Dataset entries
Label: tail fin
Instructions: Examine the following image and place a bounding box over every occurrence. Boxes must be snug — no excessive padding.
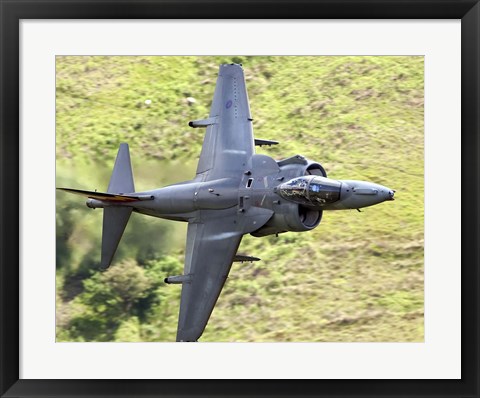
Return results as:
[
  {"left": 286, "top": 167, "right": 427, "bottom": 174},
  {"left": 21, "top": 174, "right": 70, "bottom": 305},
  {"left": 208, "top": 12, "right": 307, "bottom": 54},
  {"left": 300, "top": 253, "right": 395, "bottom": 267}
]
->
[
  {"left": 57, "top": 188, "right": 154, "bottom": 207},
  {"left": 57, "top": 144, "right": 138, "bottom": 269},
  {"left": 56, "top": 188, "right": 152, "bottom": 203},
  {"left": 108, "top": 143, "right": 135, "bottom": 194}
]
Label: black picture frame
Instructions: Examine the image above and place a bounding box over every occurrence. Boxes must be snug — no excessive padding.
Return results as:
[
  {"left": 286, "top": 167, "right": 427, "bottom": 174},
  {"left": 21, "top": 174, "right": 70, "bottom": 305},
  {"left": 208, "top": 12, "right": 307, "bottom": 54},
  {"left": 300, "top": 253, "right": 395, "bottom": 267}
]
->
[{"left": 1, "top": 1, "right": 478, "bottom": 397}]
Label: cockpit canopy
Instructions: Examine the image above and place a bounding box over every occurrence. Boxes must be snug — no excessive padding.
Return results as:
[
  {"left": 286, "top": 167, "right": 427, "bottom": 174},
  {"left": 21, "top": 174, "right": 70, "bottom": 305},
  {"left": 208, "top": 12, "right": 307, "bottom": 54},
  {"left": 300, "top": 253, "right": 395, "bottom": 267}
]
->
[{"left": 277, "top": 176, "right": 341, "bottom": 206}]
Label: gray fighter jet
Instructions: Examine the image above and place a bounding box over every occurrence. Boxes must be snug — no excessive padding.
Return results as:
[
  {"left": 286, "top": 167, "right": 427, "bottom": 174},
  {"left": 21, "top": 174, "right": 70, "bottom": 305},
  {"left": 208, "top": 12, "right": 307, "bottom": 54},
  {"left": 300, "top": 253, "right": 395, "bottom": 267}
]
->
[{"left": 59, "top": 64, "right": 395, "bottom": 342}]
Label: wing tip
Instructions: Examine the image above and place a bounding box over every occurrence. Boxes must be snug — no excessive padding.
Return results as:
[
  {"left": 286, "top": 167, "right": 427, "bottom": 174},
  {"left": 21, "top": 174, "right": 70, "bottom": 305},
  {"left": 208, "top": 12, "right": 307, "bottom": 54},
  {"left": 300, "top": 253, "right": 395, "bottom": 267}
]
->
[
  {"left": 219, "top": 63, "right": 244, "bottom": 77},
  {"left": 176, "top": 327, "right": 202, "bottom": 342}
]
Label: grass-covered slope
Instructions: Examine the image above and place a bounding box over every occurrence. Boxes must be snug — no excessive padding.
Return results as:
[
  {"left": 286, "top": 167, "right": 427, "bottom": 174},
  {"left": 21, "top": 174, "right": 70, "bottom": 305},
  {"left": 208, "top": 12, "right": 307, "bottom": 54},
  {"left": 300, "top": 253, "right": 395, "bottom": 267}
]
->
[{"left": 56, "top": 56, "right": 424, "bottom": 342}]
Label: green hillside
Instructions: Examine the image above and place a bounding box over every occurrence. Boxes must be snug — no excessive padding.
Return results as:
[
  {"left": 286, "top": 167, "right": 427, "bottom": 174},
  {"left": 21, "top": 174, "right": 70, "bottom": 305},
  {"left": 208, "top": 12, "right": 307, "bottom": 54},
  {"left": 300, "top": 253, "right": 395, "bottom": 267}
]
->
[{"left": 56, "top": 56, "right": 424, "bottom": 342}]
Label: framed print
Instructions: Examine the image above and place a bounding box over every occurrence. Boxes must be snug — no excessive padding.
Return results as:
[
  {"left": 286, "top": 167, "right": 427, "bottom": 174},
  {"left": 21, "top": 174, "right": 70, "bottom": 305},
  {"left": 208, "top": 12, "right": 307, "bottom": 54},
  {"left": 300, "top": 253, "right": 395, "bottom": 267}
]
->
[{"left": 1, "top": 1, "right": 479, "bottom": 397}]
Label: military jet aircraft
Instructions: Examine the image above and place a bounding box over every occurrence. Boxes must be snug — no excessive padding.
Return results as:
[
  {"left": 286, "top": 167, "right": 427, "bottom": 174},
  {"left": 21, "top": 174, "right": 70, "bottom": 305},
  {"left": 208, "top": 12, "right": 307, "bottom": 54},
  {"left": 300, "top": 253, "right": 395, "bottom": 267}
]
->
[{"left": 58, "top": 63, "right": 395, "bottom": 342}]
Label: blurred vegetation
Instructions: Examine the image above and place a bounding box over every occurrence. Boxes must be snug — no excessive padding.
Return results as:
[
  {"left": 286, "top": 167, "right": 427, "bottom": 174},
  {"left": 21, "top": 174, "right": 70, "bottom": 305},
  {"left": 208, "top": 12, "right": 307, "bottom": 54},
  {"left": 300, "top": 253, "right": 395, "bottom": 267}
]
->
[{"left": 56, "top": 56, "right": 424, "bottom": 342}]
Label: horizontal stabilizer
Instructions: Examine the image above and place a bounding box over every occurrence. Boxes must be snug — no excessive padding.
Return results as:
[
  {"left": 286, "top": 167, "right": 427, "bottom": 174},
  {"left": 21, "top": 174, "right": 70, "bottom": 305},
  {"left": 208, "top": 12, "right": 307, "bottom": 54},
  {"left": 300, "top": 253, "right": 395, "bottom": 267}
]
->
[
  {"left": 233, "top": 255, "right": 261, "bottom": 262},
  {"left": 101, "top": 206, "right": 132, "bottom": 269},
  {"left": 255, "top": 139, "right": 279, "bottom": 147},
  {"left": 108, "top": 143, "right": 135, "bottom": 194},
  {"left": 57, "top": 188, "right": 153, "bottom": 202}
]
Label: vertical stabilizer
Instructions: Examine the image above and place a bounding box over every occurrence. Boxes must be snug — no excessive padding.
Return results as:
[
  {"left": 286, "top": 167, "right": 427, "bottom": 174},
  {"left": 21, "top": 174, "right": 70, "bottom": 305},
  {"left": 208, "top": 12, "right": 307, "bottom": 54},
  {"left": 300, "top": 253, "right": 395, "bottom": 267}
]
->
[
  {"left": 101, "top": 207, "right": 133, "bottom": 269},
  {"left": 107, "top": 143, "right": 135, "bottom": 194}
]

__EXERCISE REQUIREMENTS__. Retype all entries exactly, without the images.

__ANSWER SECTION__.
Label: tail fin
Instructions: Examine the following image and place a bounding box over every occurrence. Boxes must be snug — no excessive padding.
Return results as:
[
  {"left": 286, "top": 167, "right": 427, "bottom": 174},
  {"left": 21, "top": 174, "right": 70, "bottom": 305},
  {"left": 208, "top": 12, "right": 307, "bottom": 54},
  {"left": 300, "top": 253, "right": 395, "bottom": 267}
]
->
[
  {"left": 57, "top": 188, "right": 154, "bottom": 207},
  {"left": 57, "top": 144, "right": 138, "bottom": 269},
  {"left": 56, "top": 188, "right": 152, "bottom": 203},
  {"left": 108, "top": 143, "right": 135, "bottom": 194}
]
Label: black picture frame
Instructions: Examine the image above and place a bounding box over every occurrence. Boxes must be snug — no excessive padding.
Return results as:
[
  {"left": 286, "top": 167, "right": 427, "bottom": 174},
  {"left": 21, "top": 174, "right": 70, "bottom": 305},
  {"left": 208, "top": 12, "right": 307, "bottom": 54},
  {"left": 300, "top": 253, "right": 395, "bottom": 267}
]
->
[{"left": 1, "top": 1, "right": 478, "bottom": 397}]
Label: cockpit canopy
Instructions: Examine the image above and place a bounding box over every occurrence. Boxes must be snug — no excessive padding.
Return results as:
[
  {"left": 286, "top": 167, "right": 427, "bottom": 174},
  {"left": 21, "top": 174, "right": 70, "bottom": 305},
  {"left": 208, "top": 12, "right": 307, "bottom": 54},
  {"left": 300, "top": 253, "right": 395, "bottom": 267}
]
->
[{"left": 277, "top": 176, "right": 341, "bottom": 206}]
Label: gray fighter jet
Instructions: Examine the image above and place a bounding box over every occurrence. Boxes must be snug — no excessive padding.
Return results as:
[
  {"left": 286, "top": 167, "right": 427, "bottom": 174},
  {"left": 21, "top": 174, "right": 70, "bottom": 305},
  {"left": 208, "top": 12, "right": 307, "bottom": 54},
  {"left": 300, "top": 253, "right": 395, "bottom": 267}
]
->
[{"left": 59, "top": 64, "right": 395, "bottom": 342}]
Label: wing tip
Instructions: Examine the image above and place a bounding box over every occurrence. Boxes must be snug — no excessive padding.
Return results as:
[
  {"left": 286, "top": 167, "right": 427, "bottom": 174},
  {"left": 21, "top": 174, "right": 70, "bottom": 305},
  {"left": 208, "top": 12, "right": 307, "bottom": 54},
  {"left": 300, "top": 253, "right": 395, "bottom": 267}
]
->
[
  {"left": 219, "top": 63, "right": 244, "bottom": 77},
  {"left": 176, "top": 327, "right": 202, "bottom": 342}
]
Label: grass-covered slope
Instructions: Examine the image above and place a bounding box over every occurrence. Boxes must be snug — no excessive padding.
Return results as:
[
  {"left": 286, "top": 167, "right": 427, "bottom": 174},
  {"left": 21, "top": 174, "right": 70, "bottom": 305},
  {"left": 208, "top": 12, "right": 307, "bottom": 54},
  {"left": 300, "top": 253, "right": 395, "bottom": 267}
]
->
[{"left": 56, "top": 56, "right": 424, "bottom": 342}]
Label: green hillside
Instructions: Examine the image above and place a bounding box over every occurrence. Boxes must be snug — no excessive padding.
Return results as:
[
  {"left": 286, "top": 167, "right": 427, "bottom": 174},
  {"left": 21, "top": 174, "right": 70, "bottom": 305},
  {"left": 208, "top": 12, "right": 307, "bottom": 54},
  {"left": 300, "top": 253, "right": 395, "bottom": 267}
]
->
[{"left": 56, "top": 56, "right": 424, "bottom": 342}]
Label: framed print
Instructions: Examine the image above and place a bounding box over every occurrence. Boxes must be snug — no excessive padding.
Return results as:
[
  {"left": 286, "top": 167, "right": 427, "bottom": 174},
  {"left": 21, "top": 174, "right": 70, "bottom": 305},
  {"left": 208, "top": 12, "right": 307, "bottom": 54},
  {"left": 300, "top": 253, "right": 395, "bottom": 267}
]
->
[{"left": 1, "top": 1, "right": 479, "bottom": 397}]
Label: military jet aircraft
Instructions: Examine the image above and place a bounding box over every occurrence. Boxes must be snug — no excessive padding.
Return results as:
[
  {"left": 286, "top": 167, "right": 427, "bottom": 174},
  {"left": 21, "top": 174, "right": 70, "bottom": 305},
  {"left": 208, "top": 12, "right": 307, "bottom": 54},
  {"left": 300, "top": 253, "right": 395, "bottom": 267}
]
->
[{"left": 58, "top": 63, "right": 395, "bottom": 342}]
Label: blurred vegetation
Instructions: Examine the image above and place a bounding box over every occurrence. Boxes must be snug — no excessive padding.
Return results as:
[
  {"left": 286, "top": 167, "right": 427, "bottom": 174},
  {"left": 21, "top": 174, "right": 70, "bottom": 305},
  {"left": 208, "top": 12, "right": 307, "bottom": 54},
  {"left": 300, "top": 253, "right": 395, "bottom": 267}
]
->
[{"left": 56, "top": 56, "right": 424, "bottom": 342}]
Label: horizontal stabilizer
Instructions: Examine the image above and place a bounding box over every occurrence. Boxes must be snug — no excessive padding.
Return results as:
[
  {"left": 286, "top": 167, "right": 427, "bottom": 174},
  {"left": 21, "top": 174, "right": 70, "bottom": 305},
  {"left": 208, "top": 12, "right": 307, "bottom": 54},
  {"left": 300, "top": 253, "right": 395, "bottom": 267}
]
->
[
  {"left": 233, "top": 255, "right": 261, "bottom": 262},
  {"left": 101, "top": 206, "right": 132, "bottom": 269},
  {"left": 255, "top": 139, "right": 279, "bottom": 147},
  {"left": 108, "top": 143, "right": 135, "bottom": 194},
  {"left": 57, "top": 188, "right": 153, "bottom": 202}
]
Label: vertical stabilizer
Instructions: Examine the image above and place a bounding box over every occurrence. Boxes must be snug — no excessive padding.
Return results as:
[
  {"left": 286, "top": 167, "right": 427, "bottom": 174},
  {"left": 21, "top": 174, "right": 70, "bottom": 305},
  {"left": 208, "top": 12, "right": 307, "bottom": 54},
  {"left": 300, "top": 253, "right": 395, "bottom": 267}
]
->
[
  {"left": 101, "top": 207, "right": 133, "bottom": 269},
  {"left": 107, "top": 143, "right": 135, "bottom": 194}
]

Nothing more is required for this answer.